* EXTRACTED ENTRIES
-----
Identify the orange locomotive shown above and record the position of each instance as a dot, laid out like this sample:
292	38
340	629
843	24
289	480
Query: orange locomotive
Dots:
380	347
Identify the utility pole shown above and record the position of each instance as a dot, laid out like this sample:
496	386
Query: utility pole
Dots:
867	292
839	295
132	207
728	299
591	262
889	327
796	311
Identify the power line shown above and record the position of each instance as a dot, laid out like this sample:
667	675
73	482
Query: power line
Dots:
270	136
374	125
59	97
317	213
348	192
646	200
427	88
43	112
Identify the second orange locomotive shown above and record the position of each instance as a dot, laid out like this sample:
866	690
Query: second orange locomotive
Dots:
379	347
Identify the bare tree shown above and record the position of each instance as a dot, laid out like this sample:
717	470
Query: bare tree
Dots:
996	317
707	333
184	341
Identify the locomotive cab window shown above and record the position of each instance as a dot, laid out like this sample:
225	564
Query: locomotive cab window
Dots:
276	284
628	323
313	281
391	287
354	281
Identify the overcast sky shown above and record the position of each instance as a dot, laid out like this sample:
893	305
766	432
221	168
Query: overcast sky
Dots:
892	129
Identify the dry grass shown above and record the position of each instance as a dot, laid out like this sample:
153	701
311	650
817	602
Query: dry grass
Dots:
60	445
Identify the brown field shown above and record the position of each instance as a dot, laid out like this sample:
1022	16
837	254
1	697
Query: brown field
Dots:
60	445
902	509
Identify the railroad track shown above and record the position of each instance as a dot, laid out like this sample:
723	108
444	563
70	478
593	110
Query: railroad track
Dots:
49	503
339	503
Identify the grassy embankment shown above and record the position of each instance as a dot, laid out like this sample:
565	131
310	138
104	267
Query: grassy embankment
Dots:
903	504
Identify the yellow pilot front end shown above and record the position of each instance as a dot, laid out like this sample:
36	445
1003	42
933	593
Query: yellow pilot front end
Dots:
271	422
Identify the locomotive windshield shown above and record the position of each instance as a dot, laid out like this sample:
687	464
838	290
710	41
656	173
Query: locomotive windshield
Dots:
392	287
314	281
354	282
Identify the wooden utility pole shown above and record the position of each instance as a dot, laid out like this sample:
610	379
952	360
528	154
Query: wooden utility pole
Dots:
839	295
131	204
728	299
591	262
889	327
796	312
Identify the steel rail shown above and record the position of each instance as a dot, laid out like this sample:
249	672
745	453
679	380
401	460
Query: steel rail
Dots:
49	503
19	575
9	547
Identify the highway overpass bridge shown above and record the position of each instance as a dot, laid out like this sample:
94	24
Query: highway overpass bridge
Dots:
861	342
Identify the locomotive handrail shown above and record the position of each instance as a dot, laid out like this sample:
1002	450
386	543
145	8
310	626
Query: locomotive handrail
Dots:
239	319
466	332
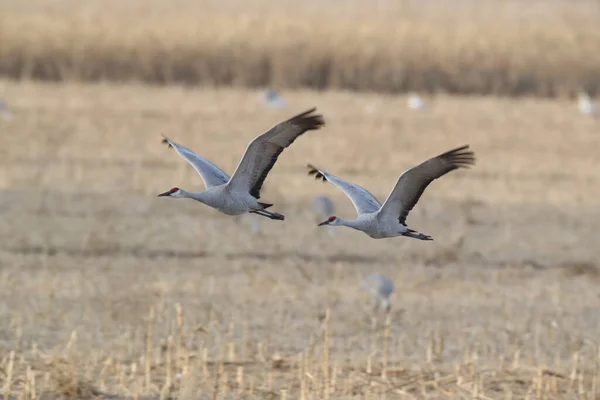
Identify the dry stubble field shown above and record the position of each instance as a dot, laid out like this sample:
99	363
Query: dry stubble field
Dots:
107	290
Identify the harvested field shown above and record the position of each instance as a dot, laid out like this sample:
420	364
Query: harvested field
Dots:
107	290
541	48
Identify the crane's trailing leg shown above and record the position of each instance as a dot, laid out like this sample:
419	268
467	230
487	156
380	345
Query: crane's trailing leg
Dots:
269	214
416	235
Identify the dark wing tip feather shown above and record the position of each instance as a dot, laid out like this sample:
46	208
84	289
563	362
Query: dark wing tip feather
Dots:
315	171
459	157
306	121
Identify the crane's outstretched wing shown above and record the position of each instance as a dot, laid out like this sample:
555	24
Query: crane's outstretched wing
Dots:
413	182
263	151
362	199
209	172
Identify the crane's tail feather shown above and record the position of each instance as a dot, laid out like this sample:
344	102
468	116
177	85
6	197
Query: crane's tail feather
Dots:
416	235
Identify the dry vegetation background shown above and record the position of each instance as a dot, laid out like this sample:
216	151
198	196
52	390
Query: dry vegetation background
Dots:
510	47
109	292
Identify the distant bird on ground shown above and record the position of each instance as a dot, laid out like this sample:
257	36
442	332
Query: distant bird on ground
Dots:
323	207
240	193
415	102
381	287
585	104
274	99
4	110
389	220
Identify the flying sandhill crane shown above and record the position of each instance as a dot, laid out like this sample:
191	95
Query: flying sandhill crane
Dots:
323	207
240	193
381	287
389	220
274	99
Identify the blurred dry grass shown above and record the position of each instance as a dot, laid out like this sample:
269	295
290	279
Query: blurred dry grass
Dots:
106	290
545	48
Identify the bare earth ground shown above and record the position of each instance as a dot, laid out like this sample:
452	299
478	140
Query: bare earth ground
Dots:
93	267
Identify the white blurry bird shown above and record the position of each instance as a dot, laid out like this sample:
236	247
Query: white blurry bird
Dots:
4	110
585	104
415	102
381	287
274	99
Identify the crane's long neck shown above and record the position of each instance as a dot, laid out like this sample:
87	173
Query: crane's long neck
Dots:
351	223
202	197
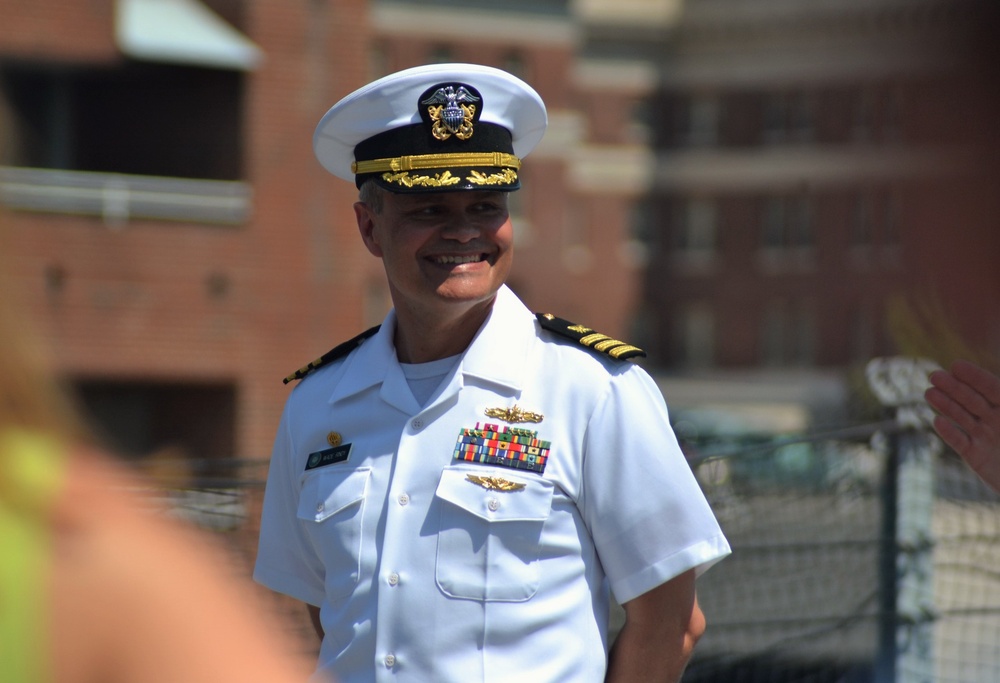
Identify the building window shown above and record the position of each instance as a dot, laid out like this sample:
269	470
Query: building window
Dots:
697	227
143	419
788	334
441	54
787	223
789	117
863	116
695	341
142	119
514	62
577	257
695	234
698	124
378	61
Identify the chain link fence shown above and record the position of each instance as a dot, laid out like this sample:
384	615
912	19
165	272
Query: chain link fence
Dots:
865	554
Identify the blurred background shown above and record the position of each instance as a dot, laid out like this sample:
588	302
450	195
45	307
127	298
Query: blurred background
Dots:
763	194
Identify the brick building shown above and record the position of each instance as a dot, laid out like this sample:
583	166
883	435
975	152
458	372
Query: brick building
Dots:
730	185
181	248
825	185
162	210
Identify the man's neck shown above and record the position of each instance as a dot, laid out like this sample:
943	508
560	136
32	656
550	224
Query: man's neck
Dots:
424	337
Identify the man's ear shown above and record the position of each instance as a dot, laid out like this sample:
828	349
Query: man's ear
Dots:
366	226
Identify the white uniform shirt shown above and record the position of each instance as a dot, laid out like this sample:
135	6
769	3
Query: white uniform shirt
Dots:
423	574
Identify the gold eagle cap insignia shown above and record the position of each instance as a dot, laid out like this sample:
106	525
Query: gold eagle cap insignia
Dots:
513	415
494	483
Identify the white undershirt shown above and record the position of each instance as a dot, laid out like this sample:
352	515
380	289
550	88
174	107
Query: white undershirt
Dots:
425	378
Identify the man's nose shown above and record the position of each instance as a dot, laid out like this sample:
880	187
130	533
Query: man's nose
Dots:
461	229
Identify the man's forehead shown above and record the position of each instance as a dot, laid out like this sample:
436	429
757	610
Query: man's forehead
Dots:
425	198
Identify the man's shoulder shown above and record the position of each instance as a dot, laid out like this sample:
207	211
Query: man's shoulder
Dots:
584	337
336	353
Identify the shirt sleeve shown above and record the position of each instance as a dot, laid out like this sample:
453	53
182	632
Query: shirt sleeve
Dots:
646	512
286	560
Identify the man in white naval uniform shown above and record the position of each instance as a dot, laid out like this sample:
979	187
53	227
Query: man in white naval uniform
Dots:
455	492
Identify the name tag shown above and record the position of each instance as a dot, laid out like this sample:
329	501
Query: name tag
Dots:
330	456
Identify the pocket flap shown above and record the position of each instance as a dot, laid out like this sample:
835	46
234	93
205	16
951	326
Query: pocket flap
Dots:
327	492
529	498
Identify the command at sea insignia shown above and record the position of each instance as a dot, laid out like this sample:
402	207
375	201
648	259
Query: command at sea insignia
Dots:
596	341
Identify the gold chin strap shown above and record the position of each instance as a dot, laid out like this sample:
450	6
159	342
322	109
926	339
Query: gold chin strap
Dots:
426	161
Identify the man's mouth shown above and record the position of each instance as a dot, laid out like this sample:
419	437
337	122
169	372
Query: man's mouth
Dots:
468	258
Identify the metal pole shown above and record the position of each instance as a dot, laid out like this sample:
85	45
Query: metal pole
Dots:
906	630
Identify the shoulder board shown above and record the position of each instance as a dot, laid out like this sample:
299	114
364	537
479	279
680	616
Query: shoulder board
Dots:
333	354
585	336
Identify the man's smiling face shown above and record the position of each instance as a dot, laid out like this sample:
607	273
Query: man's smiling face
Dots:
440	249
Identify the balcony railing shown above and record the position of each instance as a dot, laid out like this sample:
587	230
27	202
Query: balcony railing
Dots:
119	197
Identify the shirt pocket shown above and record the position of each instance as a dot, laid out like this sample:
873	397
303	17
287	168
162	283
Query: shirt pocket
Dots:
489	540
331	506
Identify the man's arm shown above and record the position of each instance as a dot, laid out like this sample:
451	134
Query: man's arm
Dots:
660	632
968	400
317	624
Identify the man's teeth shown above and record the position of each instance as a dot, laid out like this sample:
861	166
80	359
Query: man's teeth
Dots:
472	258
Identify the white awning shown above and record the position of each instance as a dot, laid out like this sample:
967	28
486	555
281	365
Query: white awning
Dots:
182	32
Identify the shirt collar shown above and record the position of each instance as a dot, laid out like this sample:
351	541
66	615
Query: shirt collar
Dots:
492	355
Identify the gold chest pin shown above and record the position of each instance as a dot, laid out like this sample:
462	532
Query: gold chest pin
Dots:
513	415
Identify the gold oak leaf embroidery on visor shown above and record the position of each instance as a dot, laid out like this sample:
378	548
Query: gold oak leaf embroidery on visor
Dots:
494	483
437	180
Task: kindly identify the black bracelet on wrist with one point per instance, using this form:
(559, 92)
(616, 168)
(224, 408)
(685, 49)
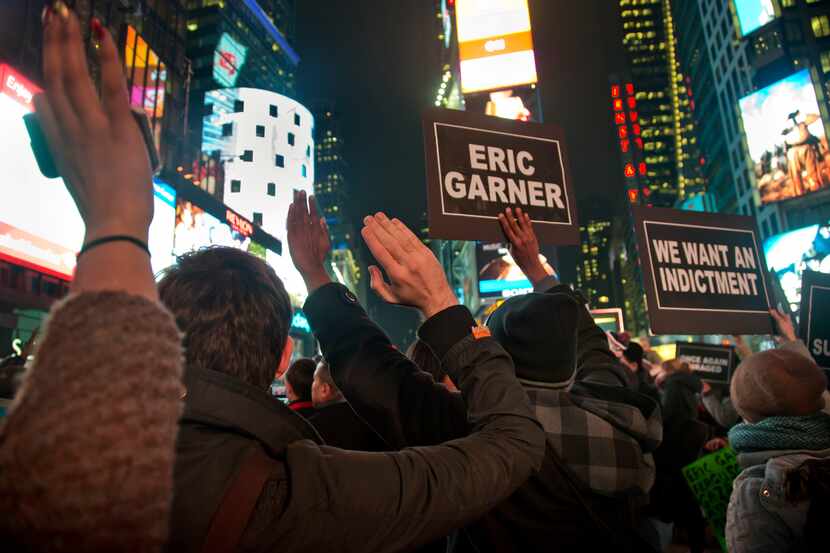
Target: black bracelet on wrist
(114, 238)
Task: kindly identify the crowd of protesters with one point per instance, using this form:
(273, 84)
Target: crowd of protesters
(144, 420)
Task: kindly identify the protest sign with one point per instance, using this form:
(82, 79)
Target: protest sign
(479, 165)
(814, 319)
(710, 479)
(711, 363)
(703, 272)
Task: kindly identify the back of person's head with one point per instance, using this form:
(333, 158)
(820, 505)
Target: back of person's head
(777, 383)
(540, 332)
(234, 312)
(323, 389)
(298, 379)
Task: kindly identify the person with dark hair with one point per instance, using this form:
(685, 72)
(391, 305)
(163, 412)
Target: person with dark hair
(334, 418)
(252, 474)
(597, 470)
(781, 499)
(421, 354)
(299, 379)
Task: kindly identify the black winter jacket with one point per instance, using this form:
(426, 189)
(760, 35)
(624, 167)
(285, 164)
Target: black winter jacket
(321, 498)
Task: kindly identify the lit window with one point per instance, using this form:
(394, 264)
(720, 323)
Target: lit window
(820, 25)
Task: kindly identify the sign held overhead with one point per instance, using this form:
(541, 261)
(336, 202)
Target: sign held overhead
(479, 165)
(703, 273)
(814, 316)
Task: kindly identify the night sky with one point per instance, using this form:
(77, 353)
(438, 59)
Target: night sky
(379, 62)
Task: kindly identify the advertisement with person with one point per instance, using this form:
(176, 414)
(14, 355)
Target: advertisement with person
(791, 253)
(786, 139)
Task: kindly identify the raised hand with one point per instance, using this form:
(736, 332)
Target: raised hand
(524, 246)
(308, 240)
(416, 277)
(785, 325)
(96, 144)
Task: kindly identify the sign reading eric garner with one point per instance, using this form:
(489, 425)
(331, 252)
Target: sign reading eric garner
(478, 165)
(703, 273)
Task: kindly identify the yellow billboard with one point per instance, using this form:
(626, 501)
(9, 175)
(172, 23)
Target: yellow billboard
(495, 44)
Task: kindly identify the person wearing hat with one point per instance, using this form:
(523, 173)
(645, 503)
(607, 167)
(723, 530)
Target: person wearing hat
(598, 467)
(780, 500)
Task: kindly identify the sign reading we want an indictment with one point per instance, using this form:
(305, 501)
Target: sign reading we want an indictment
(703, 273)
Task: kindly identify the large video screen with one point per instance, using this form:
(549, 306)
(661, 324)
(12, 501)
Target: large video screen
(753, 14)
(791, 253)
(495, 44)
(40, 227)
(786, 139)
(498, 274)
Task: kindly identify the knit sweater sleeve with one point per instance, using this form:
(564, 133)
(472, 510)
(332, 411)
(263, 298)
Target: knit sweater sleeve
(86, 452)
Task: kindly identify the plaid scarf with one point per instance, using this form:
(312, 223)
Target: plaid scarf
(606, 444)
(810, 433)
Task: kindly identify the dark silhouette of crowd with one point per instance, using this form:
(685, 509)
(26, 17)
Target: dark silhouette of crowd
(535, 431)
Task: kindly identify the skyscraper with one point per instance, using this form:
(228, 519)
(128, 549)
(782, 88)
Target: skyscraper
(662, 106)
(239, 43)
(331, 190)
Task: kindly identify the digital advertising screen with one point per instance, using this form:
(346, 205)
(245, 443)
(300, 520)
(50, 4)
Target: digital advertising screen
(786, 139)
(498, 274)
(228, 60)
(495, 44)
(40, 227)
(753, 14)
(791, 253)
(161, 229)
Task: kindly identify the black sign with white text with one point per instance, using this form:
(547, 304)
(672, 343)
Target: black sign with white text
(711, 363)
(814, 319)
(703, 273)
(479, 165)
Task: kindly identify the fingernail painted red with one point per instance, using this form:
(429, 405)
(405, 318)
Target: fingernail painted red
(97, 28)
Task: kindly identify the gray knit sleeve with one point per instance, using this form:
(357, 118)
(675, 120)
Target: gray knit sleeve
(86, 452)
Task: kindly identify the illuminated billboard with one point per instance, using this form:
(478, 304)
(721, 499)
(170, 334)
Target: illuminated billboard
(753, 14)
(228, 60)
(267, 145)
(791, 253)
(786, 139)
(40, 227)
(498, 274)
(495, 44)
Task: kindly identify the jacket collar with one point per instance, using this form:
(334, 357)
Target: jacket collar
(220, 400)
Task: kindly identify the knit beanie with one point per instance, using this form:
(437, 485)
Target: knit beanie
(777, 383)
(540, 332)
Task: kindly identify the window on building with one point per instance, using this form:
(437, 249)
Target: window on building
(820, 25)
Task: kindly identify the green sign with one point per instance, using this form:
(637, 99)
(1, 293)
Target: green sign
(710, 479)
-----
* DIRECTIONS FOR THIS TASK
Report the number of lines in the listing where the string "brick" appears, and nothing besides.

* ANSWER TO THE EXERCISE
2